Print out all of the records exactly; no picture belongs in the result.

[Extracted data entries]
————————
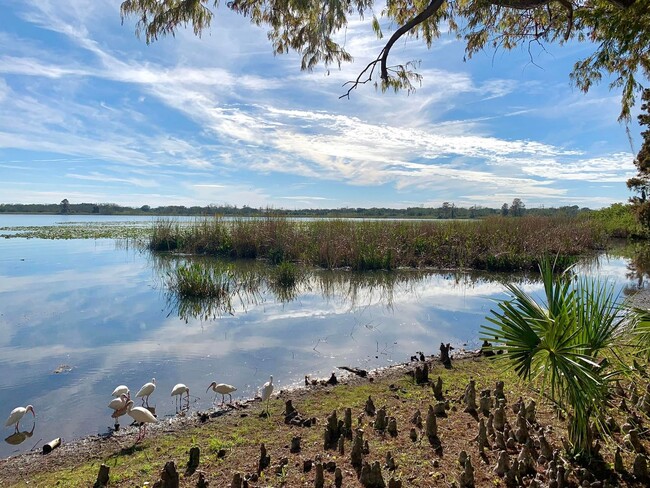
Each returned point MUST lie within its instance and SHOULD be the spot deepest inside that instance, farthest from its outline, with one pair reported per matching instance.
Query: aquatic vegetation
(495, 244)
(137, 231)
(565, 342)
(200, 280)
————————
> _SOLUTION TO THE EXERCISE_:
Each returned point MUST lie within its instance and SHOULD be the spot deepest inside that instance, farthest from its outline, with one pair reported per matching instance.
Query: aquatic vegetation
(495, 244)
(137, 231)
(565, 342)
(200, 280)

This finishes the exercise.